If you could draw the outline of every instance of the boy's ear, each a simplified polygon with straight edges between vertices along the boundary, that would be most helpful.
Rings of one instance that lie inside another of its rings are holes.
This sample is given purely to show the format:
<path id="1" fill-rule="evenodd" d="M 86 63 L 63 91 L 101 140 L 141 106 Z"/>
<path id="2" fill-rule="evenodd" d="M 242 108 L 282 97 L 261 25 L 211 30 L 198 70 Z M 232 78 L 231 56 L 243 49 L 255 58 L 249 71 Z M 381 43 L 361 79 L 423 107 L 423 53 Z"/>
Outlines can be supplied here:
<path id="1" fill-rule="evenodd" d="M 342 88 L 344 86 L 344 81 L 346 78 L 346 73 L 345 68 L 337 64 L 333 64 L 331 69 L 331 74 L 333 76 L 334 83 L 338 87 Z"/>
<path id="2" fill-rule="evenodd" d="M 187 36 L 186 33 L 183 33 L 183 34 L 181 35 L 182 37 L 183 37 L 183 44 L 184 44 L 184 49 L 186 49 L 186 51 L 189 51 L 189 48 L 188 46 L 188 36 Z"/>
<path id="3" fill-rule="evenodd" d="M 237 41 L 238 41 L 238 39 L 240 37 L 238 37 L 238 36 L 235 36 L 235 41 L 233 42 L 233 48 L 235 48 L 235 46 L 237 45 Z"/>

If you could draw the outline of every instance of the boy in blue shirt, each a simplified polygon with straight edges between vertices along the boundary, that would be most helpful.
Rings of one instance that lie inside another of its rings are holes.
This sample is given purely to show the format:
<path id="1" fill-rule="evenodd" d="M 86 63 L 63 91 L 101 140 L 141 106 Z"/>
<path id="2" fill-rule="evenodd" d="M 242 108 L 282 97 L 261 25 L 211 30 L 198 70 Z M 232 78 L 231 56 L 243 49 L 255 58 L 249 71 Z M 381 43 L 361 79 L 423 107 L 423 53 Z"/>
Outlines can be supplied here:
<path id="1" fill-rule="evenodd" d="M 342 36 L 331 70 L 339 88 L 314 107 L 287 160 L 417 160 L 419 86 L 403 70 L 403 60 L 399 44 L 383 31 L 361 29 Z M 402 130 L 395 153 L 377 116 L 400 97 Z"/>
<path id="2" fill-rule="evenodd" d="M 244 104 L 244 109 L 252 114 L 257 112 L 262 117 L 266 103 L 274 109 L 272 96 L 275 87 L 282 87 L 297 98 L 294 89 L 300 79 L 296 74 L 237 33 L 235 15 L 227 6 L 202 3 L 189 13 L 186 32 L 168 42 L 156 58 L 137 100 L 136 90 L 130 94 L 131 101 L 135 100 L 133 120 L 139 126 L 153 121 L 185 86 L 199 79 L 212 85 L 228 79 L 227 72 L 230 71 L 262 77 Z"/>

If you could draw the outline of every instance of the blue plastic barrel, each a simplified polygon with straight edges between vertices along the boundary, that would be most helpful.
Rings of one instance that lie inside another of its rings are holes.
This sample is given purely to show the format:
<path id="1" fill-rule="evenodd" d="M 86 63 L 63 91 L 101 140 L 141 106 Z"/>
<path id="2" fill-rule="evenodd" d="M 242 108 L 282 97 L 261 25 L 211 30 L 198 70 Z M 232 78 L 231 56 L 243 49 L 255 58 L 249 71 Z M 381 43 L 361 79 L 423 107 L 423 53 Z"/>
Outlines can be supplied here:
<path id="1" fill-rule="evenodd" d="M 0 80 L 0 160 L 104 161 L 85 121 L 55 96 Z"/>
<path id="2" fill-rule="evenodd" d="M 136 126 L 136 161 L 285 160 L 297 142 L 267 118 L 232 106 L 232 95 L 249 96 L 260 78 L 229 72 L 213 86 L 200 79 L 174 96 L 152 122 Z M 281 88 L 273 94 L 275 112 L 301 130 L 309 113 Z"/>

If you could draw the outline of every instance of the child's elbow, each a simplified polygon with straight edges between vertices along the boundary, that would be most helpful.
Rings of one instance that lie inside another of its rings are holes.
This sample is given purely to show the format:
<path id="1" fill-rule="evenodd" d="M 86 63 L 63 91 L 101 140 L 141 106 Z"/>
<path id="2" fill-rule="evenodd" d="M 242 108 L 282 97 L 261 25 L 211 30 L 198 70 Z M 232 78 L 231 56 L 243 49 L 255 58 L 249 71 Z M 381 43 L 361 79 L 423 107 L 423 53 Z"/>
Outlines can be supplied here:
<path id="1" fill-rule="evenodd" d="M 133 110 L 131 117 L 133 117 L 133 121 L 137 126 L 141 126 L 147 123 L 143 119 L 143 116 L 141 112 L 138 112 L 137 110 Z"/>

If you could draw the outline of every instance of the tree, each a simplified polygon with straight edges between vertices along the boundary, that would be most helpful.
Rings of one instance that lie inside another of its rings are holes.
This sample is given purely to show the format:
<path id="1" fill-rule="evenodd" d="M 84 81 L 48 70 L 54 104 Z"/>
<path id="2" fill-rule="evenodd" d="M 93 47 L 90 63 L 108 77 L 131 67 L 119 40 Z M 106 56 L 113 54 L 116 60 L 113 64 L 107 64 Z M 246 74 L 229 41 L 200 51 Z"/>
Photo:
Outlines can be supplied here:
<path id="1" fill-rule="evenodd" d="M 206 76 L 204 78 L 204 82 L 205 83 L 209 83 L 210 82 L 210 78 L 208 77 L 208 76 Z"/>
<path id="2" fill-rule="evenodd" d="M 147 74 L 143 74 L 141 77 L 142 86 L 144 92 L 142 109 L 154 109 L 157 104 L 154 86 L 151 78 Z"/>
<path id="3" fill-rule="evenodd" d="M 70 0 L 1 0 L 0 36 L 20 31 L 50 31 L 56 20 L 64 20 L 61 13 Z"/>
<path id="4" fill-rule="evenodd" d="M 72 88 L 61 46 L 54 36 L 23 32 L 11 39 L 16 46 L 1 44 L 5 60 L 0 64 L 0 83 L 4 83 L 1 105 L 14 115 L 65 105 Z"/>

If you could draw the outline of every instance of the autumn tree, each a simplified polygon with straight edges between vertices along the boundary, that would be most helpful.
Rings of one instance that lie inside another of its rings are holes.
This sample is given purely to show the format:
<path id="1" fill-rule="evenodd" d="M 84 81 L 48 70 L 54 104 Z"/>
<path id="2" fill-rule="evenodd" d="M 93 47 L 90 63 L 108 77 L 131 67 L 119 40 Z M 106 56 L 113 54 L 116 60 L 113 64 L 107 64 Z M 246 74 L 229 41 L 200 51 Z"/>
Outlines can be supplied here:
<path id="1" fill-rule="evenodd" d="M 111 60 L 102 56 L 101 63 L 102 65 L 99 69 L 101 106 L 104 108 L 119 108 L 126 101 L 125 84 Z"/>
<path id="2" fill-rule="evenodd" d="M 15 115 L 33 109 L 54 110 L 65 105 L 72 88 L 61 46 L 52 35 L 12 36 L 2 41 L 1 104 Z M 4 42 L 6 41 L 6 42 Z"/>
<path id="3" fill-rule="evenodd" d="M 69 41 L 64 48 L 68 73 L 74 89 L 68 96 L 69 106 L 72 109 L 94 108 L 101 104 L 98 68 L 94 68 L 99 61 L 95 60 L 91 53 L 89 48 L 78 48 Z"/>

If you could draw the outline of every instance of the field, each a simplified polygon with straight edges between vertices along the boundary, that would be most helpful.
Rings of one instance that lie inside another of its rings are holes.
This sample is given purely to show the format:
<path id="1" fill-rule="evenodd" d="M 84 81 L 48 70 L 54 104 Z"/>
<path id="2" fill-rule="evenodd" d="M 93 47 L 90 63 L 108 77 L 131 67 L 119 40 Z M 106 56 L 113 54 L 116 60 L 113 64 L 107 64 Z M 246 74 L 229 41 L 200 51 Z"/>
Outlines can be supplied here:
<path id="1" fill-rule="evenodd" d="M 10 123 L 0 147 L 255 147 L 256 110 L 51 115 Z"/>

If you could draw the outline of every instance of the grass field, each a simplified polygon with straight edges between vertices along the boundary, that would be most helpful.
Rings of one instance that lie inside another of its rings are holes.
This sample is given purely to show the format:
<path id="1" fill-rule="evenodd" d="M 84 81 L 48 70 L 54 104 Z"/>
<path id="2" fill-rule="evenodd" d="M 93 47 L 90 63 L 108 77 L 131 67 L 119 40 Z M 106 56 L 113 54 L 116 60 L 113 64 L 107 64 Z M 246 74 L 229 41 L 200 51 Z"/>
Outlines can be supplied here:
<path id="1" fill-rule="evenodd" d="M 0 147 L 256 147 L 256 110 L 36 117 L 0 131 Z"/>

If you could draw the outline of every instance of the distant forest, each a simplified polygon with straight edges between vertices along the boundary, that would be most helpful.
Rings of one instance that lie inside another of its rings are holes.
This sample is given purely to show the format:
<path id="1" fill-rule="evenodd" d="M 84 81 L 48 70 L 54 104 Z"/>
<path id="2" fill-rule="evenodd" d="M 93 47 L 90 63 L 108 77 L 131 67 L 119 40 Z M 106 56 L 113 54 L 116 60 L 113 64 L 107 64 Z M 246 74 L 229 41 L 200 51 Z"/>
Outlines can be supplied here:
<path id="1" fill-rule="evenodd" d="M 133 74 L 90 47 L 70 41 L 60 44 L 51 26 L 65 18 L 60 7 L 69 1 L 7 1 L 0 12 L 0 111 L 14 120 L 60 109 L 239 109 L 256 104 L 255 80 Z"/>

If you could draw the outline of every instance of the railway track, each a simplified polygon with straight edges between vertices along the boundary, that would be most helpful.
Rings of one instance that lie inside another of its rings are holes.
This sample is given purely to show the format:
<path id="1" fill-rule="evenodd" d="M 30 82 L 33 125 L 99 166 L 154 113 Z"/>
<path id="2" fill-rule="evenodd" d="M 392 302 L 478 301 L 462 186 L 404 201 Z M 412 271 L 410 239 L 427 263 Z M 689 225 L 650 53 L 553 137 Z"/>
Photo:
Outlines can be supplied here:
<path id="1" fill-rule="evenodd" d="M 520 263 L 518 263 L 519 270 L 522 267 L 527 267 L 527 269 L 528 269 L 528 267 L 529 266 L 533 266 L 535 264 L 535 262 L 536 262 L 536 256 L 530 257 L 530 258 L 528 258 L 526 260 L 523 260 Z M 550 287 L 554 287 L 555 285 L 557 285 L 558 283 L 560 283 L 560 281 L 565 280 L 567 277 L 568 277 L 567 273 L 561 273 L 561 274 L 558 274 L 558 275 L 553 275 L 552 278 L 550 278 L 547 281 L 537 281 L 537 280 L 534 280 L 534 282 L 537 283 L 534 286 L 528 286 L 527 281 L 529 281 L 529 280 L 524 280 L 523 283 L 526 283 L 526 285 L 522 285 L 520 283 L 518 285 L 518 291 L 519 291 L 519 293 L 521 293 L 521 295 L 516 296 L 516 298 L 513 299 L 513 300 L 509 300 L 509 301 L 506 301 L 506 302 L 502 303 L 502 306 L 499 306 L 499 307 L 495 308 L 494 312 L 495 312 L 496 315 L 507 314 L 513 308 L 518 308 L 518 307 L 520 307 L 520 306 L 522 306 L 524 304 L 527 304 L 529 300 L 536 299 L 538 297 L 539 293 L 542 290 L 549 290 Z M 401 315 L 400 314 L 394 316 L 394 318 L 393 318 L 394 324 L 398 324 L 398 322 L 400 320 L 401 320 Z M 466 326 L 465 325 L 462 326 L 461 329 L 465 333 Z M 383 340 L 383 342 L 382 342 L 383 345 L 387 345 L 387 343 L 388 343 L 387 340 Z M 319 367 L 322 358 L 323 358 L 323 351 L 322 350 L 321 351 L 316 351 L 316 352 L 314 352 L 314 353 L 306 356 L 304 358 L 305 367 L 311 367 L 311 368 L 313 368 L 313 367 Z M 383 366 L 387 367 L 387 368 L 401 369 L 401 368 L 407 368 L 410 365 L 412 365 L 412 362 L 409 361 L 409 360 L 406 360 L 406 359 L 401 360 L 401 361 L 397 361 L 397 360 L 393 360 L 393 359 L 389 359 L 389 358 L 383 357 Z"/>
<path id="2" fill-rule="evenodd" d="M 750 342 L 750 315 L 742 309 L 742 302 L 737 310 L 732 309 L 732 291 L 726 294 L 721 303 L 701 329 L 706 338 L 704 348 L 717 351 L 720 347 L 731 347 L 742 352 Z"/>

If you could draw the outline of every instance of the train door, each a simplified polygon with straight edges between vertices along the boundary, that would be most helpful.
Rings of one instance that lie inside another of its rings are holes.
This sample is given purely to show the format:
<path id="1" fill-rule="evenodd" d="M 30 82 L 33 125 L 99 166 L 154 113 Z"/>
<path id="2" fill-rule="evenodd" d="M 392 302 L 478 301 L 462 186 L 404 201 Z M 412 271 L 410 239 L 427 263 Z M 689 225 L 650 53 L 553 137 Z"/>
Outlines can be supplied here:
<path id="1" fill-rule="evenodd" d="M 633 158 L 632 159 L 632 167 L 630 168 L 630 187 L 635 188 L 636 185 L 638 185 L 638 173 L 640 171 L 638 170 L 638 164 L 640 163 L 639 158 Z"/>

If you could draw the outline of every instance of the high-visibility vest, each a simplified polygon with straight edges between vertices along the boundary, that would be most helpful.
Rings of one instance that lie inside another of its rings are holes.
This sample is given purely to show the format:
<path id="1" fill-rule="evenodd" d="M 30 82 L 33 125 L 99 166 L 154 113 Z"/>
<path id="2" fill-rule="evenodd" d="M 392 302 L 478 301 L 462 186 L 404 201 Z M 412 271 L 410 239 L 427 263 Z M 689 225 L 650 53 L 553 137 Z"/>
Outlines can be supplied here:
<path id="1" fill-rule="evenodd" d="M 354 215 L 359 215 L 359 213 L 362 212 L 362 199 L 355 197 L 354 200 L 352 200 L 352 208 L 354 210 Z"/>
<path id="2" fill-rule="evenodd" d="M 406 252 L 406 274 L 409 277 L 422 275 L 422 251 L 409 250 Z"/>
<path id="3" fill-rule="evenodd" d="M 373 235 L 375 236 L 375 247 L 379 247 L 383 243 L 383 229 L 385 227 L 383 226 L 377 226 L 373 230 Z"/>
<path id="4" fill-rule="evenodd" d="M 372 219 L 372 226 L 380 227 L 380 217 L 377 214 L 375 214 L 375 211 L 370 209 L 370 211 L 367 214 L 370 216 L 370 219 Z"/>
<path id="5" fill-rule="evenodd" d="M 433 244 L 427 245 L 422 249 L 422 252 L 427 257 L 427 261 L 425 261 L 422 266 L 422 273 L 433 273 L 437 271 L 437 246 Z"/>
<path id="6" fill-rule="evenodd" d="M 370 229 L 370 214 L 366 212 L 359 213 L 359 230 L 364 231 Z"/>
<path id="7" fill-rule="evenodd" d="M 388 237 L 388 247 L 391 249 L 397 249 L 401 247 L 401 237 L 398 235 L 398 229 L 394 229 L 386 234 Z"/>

────────

- [Written problem] Reproduce the material word for word from its first line through the line containing "237 41 L 238", including both of those lines.

- [The completed task]
If you could draw the outline of every instance of the boy's ear, each a simplified polygon with straight edges between vertices along the boundary, that would be most helpful.
Rings of one instance that lie inside another of its rings are holes.
This sample is given purely to show the format:
<path id="1" fill-rule="evenodd" d="M 86 63 L 63 91 L 101 140 L 141 106 Z"/>
<path id="2" fill-rule="evenodd" d="M 242 108 L 282 97 L 261 25 L 211 30 L 198 70 Z M 232 78 L 231 56 L 243 49 L 255 58 L 249 71 Z M 381 43 L 361 79 L 423 107 L 423 53 Z"/>
Outlines can be supplied here:
<path id="1" fill-rule="evenodd" d="M 342 88 L 344 86 L 344 81 L 346 78 L 346 73 L 345 68 L 337 64 L 333 64 L 331 69 L 331 74 L 333 76 L 334 83 L 338 87 Z"/>
<path id="2" fill-rule="evenodd" d="M 187 36 L 186 33 L 183 33 L 183 34 L 181 35 L 182 37 L 183 37 L 183 44 L 184 44 L 184 49 L 186 49 L 186 51 L 189 51 L 189 48 L 188 46 L 188 36 Z"/>
<path id="3" fill-rule="evenodd" d="M 237 41 L 238 41 L 238 39 L 240 37 L 238 37 L 238 36 L 235 36 L 235 41 L 233 42 L 233 48 L 235 48 L 235 46 L 237 45 Z"/>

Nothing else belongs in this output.